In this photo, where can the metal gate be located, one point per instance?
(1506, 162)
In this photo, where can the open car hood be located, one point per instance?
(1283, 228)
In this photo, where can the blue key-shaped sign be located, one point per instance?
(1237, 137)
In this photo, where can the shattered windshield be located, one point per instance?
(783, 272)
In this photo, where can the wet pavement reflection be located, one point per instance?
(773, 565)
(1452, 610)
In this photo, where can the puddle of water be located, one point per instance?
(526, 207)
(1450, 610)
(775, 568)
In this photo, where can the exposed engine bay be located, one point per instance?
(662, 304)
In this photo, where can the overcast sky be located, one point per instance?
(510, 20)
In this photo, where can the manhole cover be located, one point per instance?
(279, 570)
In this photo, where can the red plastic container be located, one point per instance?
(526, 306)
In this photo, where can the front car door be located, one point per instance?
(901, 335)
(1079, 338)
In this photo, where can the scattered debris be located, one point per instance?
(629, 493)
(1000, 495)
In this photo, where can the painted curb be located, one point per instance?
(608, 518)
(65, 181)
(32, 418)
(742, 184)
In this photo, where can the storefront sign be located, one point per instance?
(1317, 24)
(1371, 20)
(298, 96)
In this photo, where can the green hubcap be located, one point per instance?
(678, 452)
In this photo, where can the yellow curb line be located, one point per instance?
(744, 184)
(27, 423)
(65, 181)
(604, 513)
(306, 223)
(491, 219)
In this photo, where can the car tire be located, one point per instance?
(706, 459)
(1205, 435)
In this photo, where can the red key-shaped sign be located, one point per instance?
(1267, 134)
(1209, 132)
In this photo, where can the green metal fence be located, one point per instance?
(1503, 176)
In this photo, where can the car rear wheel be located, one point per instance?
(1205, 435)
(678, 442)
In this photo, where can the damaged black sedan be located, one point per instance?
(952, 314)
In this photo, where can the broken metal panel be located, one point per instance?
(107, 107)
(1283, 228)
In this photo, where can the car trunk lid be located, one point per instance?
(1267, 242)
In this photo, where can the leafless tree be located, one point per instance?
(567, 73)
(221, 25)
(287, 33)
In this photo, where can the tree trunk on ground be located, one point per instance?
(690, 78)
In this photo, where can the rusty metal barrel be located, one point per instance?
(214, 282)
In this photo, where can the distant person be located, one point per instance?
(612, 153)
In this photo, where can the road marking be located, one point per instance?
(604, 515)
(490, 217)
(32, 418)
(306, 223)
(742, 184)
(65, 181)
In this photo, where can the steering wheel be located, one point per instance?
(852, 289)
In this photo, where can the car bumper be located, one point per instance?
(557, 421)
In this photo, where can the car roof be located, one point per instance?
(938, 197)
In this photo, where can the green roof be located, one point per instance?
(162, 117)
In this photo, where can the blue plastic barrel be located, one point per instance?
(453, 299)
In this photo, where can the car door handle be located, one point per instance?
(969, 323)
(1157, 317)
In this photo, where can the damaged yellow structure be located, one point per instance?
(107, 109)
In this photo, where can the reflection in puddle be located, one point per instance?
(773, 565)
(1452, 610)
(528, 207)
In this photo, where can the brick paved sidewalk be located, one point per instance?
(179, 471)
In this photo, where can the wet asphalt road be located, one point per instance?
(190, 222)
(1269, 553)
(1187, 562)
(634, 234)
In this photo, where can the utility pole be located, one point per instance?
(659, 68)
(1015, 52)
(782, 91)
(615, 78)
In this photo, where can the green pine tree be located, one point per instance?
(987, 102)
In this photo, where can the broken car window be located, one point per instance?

━━━

### [Your task]
Copy out all of the data above, swapping "overcast sky" for "cloudy sky" and leaving everything else unchanged.

### [Answer for the task]
In this photo, where can the metal gate be located, one point per instance?
(1506, 162)
In this photo, where can the open car hood be located, one point per instance?
(1283, 228)
In this photo, where can the blue key-shaped sign be located, one point per instance?
(1237, 137)
In this photo, where can the shattered windshield be located, one point per instance?
(783, 272)
In this photo, where can the wet pavement reflection be located, one point per instance?
(773, 565)
(1452, 610)
In this photo, where can the puddle of water be located, one point per instance?
(526, 207)
(1450, 610)
(775, 568)
In this photo, where can the exposed engine bay be located, one point per instance?
(662, 304)
In this photo, where can the cloudy sky be located, one point per instance?
(510, 20)
In this photo, where can the manhole cover be located, one point per instance?
(279, 570)
In this photo, where can the red plastic container be located, one point per instance?
(526, 306)
In this photo, where can the front car door be located, one point per instance?
(901, 335)
(1079, 338)
In this photo, where can the scattered debris be located, one point per instance?
(629, 493)
(1000, 495)
In this photo, where can the painted curb be located, one point per instance?
(608, 518)
(65, 181)
(32, 418)
(742, 184)
In this photo, where can the storefront sign be located, one point per instance?
(1317, 24)
(1371, 20)
(298, 96)
In this photo, where can the green hubcap be located, one point per instance?
(678, 452)
In this photo, where can the yellow curb line be located, one point per instance?
(744, 184)
(27, 423)
(65, 181)
(604, 513)
(306, 223)
(491, 219)
In this photo, where can the car tire be located, one point per instance?
(706, 459)
(1205, 435)
In this photo, where can the red key-shaped sign be located, one point per instance?
(1267, 134)
(1209, 132)
In this photo, where can the green metal fence be located, one point per instance?
(1503, 176)
In this photo, where can the car rear wheel be located, one point per instance?
(1205, 435)
(678, 442)
In this photo, where can the damaged black sedan be located, one point per instance?
(952, 314)
In this photo, where can the broken metal panel be located, one point per instance?
(107, 107)
(1283, 228)
In this photo, where can the car trunk lid be located, one point per instance?
(1267, 242)
In this photo, where can the leafless tree be located, one point per instance?
(567, 73)
(221, 25)
(287, 33)
In this photo, where can the tree trunk on ground be located, one point per instance?
(690, 78)
In this photo, where can the rusty metal barrel be located, one point per instance?
(214, 282)
In this photo, where can the distant person be located, one point per instance?
(612, 153)
In this photo, where can the road marking be located, one point per instance?
(604, 515)
(490, 217)
(32, 418)
(306, 223)
(742, 184)
(65, 181)
In this photo, where can the steering wheel be located, one point per instance?
(852, 289)
In this photo, where can the car bumper be located, one point per instance?
(557, 421)
In this photo, where can the car roof be located, one point per instance?
(938, 197)
In this photo, where can the green roof be located, one point per instance?
(162, 117)
In this photo, where can the blue plastic barrel be located, one point per instance?
(453, 299)
In this photo, where can the car door handle be located, one point per instance?
(969, 323)
(1157, 317)
In this photo, where can the damaged yellow structure be located, one point per instance?
(107, 109)
In this photo, where can the reflection in puddle be located, one point per instance?
(773, 565)
(1452, 610)
(528, 207)
In this photo, where can the brick paved sidewalk be located, one point per instance?
(179, 471)
In this photo, where can the wet asphalt road be located, one point per instance?
(190, 222)
(1269, 553)
(1187, 562)
(634, 234)
In this photo, where can the utility pole be located, one point per instance?
(659, 68)
(1015, 52)
(782, 91)
(615, 78)
In this photo, where can the green pine tree be located, one point per instance?
(987, 102)
In this photo, where can the broken car window be located, one point per instance?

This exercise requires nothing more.